◆ Problem statement: Reproduce the material below only from the line with "box: [475, 15, 638, 105]" to the line with "positive clicks: (265, 204)", both included, keeping each line exact and dropping the pictures.

Top of Records shown

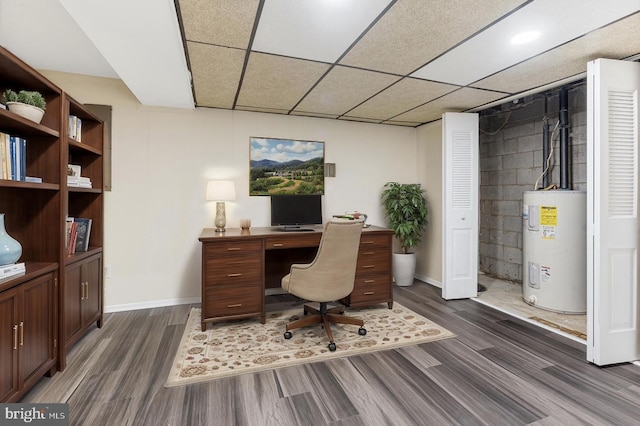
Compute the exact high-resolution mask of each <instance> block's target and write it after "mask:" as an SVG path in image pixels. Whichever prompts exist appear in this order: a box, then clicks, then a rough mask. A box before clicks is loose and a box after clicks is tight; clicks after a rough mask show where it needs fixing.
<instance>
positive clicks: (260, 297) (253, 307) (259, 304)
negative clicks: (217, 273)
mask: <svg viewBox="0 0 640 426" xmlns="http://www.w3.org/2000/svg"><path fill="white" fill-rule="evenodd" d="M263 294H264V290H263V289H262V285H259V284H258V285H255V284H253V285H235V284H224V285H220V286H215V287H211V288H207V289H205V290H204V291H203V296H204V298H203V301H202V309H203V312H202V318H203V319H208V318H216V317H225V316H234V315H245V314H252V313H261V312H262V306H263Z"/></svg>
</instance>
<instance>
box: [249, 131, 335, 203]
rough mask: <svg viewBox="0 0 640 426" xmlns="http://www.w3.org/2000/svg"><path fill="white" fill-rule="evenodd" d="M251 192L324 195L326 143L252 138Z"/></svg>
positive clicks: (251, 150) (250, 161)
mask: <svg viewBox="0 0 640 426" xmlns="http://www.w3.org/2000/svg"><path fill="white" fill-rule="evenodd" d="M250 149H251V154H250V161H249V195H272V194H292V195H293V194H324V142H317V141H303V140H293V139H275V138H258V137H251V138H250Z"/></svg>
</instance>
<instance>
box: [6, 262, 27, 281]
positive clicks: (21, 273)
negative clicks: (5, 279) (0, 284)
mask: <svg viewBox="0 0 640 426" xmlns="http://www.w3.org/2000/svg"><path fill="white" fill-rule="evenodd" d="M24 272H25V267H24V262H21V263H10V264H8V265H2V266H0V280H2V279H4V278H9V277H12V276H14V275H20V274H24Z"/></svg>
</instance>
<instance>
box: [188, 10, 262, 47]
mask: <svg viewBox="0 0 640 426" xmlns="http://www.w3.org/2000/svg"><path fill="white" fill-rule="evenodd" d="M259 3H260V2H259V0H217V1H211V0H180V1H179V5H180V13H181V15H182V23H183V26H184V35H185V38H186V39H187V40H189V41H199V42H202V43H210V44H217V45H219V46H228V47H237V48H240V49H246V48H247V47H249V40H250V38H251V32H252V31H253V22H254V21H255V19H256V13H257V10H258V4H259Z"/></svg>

Bottom of Records shown
Top of Records shown

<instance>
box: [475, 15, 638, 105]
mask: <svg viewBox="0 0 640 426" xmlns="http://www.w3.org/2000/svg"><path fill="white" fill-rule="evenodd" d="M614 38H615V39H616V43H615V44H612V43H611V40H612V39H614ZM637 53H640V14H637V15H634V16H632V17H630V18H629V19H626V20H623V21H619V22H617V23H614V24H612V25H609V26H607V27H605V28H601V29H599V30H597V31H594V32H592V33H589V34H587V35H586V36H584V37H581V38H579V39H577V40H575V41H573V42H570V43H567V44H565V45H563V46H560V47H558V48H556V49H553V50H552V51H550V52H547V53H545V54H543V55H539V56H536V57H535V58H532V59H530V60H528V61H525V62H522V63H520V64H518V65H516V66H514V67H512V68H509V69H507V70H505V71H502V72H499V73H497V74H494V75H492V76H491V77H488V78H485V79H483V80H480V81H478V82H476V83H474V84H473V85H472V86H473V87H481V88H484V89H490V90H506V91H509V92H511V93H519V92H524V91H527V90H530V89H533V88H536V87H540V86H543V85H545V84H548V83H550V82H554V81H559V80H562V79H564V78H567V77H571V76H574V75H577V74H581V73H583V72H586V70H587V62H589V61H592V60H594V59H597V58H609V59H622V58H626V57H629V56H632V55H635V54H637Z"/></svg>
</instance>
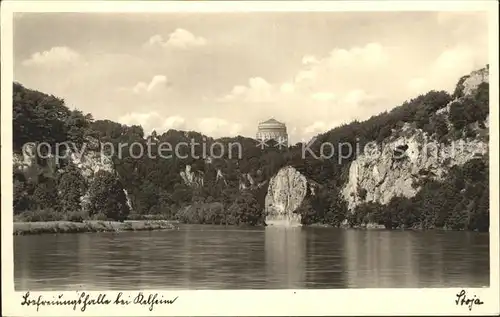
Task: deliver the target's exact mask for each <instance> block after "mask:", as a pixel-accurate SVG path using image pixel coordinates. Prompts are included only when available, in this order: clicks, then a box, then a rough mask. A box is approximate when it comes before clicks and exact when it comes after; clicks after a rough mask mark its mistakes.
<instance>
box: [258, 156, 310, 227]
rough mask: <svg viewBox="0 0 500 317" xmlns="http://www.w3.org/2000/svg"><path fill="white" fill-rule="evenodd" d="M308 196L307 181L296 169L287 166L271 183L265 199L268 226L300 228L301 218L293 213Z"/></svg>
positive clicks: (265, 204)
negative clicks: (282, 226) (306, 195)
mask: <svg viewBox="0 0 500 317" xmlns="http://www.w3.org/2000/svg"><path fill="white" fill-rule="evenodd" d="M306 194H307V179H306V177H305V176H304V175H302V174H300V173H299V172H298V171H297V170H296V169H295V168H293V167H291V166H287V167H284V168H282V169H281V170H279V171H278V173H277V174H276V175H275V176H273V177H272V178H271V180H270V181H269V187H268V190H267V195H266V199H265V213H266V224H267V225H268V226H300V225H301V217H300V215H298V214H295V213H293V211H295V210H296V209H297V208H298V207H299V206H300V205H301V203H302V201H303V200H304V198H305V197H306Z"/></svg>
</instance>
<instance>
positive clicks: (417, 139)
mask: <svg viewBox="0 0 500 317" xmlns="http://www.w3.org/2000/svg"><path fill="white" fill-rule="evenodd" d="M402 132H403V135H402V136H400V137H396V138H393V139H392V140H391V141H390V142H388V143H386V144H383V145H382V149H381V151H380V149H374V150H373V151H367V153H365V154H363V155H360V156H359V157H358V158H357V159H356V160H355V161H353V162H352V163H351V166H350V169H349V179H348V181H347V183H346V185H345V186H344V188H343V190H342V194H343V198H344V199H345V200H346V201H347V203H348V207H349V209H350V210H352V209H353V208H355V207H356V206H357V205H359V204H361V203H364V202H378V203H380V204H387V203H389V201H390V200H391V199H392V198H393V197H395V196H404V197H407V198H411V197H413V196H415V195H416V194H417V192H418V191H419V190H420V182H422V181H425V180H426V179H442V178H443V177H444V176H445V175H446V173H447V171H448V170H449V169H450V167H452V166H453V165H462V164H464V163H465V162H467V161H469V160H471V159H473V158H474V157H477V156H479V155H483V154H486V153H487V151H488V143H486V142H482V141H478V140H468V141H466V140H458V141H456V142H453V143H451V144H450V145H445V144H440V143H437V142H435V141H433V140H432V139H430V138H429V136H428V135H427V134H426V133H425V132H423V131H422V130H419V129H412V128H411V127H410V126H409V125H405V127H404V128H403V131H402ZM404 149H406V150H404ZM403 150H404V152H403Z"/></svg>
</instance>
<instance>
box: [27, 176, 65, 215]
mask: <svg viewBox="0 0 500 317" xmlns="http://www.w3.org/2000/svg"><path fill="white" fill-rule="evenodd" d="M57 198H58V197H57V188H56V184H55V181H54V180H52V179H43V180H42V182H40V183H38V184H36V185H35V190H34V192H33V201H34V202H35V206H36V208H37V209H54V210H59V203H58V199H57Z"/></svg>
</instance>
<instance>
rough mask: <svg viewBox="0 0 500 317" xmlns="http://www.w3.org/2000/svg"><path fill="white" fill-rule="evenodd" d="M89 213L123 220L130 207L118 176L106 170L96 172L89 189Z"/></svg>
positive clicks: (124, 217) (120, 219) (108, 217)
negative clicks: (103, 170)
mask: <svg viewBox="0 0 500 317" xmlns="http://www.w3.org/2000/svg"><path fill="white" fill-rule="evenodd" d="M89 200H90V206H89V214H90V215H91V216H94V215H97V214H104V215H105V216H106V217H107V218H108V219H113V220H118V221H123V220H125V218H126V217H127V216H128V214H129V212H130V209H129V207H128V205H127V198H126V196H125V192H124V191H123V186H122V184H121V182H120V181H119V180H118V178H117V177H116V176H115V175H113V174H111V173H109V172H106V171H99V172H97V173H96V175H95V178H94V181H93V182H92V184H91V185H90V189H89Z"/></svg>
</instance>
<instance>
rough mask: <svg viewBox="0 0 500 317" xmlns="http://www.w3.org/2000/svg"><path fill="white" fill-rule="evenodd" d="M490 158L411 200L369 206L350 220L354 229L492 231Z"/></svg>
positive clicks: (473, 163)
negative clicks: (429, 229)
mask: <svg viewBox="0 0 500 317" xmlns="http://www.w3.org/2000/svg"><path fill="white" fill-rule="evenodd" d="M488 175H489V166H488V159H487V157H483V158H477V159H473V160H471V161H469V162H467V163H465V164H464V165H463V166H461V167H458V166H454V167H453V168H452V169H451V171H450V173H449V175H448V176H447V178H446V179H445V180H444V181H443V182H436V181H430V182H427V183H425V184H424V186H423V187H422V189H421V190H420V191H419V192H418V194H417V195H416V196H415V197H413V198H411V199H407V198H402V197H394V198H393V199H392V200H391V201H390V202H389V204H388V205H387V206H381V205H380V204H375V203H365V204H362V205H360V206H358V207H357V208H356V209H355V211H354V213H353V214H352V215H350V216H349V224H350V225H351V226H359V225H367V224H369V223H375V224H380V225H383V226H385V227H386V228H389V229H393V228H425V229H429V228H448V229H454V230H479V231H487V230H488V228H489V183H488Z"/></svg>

Bottom of Records shown
Top of Records shown

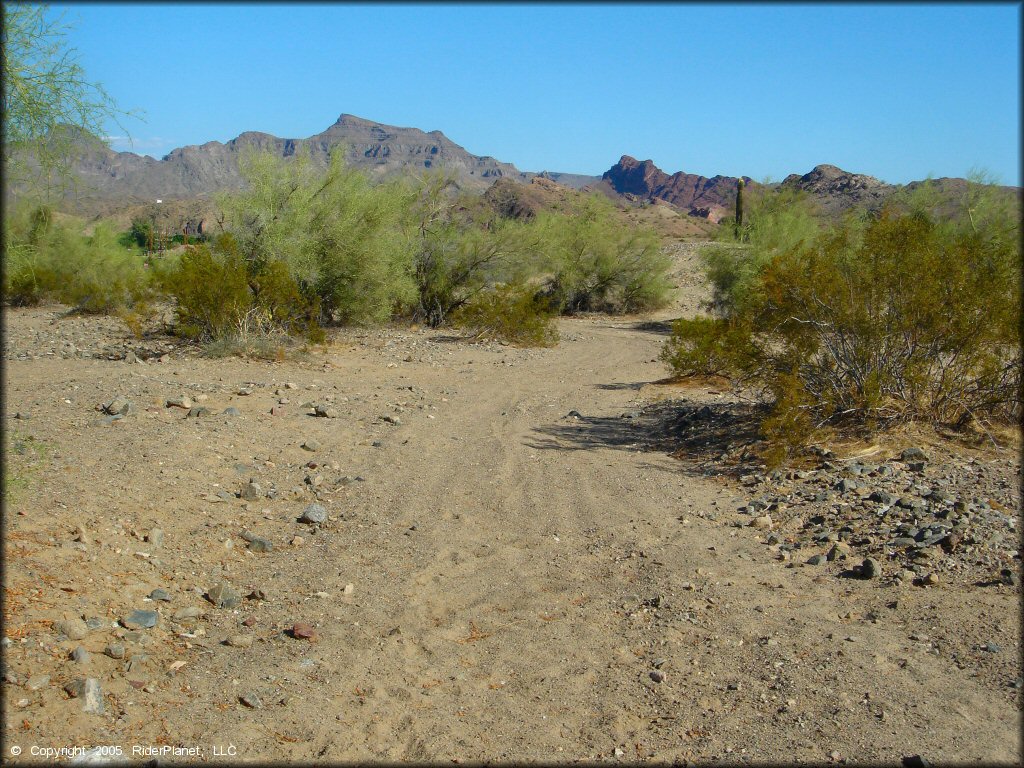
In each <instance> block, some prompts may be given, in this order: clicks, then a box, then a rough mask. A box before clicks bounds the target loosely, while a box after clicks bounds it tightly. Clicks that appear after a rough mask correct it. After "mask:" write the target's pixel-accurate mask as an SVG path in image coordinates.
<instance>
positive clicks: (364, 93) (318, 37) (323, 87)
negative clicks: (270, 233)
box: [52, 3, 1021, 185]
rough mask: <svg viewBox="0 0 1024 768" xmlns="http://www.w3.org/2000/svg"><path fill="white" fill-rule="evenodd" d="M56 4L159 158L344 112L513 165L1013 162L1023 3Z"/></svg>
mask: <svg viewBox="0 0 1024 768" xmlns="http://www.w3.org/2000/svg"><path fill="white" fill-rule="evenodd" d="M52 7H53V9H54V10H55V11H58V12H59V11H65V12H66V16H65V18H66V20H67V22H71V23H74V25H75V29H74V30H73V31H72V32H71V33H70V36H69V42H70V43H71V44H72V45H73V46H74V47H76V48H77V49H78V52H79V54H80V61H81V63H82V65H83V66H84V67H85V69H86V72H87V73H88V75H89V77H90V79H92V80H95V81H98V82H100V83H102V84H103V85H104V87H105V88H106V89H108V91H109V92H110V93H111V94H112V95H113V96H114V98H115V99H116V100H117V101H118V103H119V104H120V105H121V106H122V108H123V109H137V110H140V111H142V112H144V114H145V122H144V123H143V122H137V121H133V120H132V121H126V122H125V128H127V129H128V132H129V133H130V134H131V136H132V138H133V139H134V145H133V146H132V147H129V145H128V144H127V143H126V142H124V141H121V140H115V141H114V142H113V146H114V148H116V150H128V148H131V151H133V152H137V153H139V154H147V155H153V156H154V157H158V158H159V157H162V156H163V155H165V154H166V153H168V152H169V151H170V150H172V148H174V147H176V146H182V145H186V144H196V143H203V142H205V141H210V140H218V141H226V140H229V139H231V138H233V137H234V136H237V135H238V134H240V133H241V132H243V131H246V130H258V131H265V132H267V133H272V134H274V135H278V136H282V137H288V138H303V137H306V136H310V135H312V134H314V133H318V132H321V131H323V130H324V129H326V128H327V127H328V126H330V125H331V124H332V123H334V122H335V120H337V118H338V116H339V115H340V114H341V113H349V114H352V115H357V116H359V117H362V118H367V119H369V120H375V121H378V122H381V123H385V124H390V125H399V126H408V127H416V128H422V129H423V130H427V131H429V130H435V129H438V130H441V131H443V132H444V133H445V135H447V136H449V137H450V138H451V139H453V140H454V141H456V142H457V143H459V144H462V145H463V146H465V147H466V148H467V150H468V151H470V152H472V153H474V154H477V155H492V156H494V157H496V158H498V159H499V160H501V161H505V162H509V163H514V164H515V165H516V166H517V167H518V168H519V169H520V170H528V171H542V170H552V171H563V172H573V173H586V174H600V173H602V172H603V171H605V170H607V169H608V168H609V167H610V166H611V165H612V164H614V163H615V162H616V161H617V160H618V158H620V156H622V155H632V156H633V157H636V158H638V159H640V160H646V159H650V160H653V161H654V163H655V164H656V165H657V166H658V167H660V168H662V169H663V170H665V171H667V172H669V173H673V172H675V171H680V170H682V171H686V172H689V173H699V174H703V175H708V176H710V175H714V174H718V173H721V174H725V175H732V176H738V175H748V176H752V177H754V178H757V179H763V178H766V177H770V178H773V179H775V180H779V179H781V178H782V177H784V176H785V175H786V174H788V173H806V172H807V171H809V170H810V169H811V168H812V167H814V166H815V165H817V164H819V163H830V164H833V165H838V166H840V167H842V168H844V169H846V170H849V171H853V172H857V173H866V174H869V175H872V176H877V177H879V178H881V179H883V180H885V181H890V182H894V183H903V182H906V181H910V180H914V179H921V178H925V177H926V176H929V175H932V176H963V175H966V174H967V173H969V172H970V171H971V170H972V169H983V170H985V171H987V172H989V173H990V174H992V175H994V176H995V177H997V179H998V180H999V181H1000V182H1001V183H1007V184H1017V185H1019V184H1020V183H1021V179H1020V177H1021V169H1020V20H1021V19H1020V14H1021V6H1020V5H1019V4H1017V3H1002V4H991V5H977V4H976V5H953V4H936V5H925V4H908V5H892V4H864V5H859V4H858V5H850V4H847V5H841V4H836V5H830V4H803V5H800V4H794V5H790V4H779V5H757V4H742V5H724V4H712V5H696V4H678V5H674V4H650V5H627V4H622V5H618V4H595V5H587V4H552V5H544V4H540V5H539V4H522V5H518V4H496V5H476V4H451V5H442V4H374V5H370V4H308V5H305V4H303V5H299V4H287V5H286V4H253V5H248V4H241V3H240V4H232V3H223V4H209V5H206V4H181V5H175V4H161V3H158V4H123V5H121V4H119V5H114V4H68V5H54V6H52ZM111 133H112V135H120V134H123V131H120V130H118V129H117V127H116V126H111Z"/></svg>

Bottom of Records shown

◆ Answer section:
box: [475, 15, 638, 105]
mask: <svg viewBox="0 0 640 426" xmlns="http://www.w3.org/2000/svg"><path fill="white" fill-rule="evenodd" d="M614 38H615V39H616V43H615V44H612V43H611V40H612V39H614ZM637 53H640V14H637V15H634V16H632V17H630V18H629V19H626V20H623V21H619V22H617V23H614V24H612V25H609V26H607V27H605V28H601V29H599V30H597V31H594V32H592V33H589V34H587V35H586V36H584V37H581V38H579V39H577V40H575V41H573V42H570V43H567V44H565V45H563V46H560V47H558V48H556V49H553V50H552V51H550V52H547V53H545V54H543V55H539V56H536V57H535V58H532V59H530V60H528V61H525V62H522V63H520V64H518V65H516V66H514V67H512V68H509V69H507V70H505V71H502V72H499V73H497V74H494V75H492V76H491V77H488V78H485V79H483V80H480V81H478V82H476V83H474V84H473V85H472V86H473V87H481V88H484V89H490V90H506V91H509V92H511V93H519V92H524V91H527V90H530V89H533V88H536V87H540V86H543V85H545V84H548V83H550V82H554V81H559V80H562V79H564V78H567V77H571V76H574V75H577V74H581V73H583V72H586V70H587V62H589V61H592V60H594V59H597V58H609V59H622V58H626V57H629V56H632V55H635V54H637Z"/></svg>
</instance>
Task: deliver the target's exact mask for each <instance> block after "mask:", as a pixel-accurate SVG path using image pixel coordinates. Prompts are included only when available, in this order: clicks, then a box, then a rough mask. A box is approximate when it comes before clicks and exact when it comes after; clicks after a rough mask mark its mistakes.
<instance>
box: [258, 156, 310, 227]
rough mask: <svg viewBox="0 0 500 317" xmlns="http://www.w3.org/2000/svg"><path fill="white" fill-rule="evenodd" d="M308 196L307 181L296 169L287 166L271 183L265 199L268 226L300 228L301 218L293 213Z"/></svg>
positive clicks: (265, 204)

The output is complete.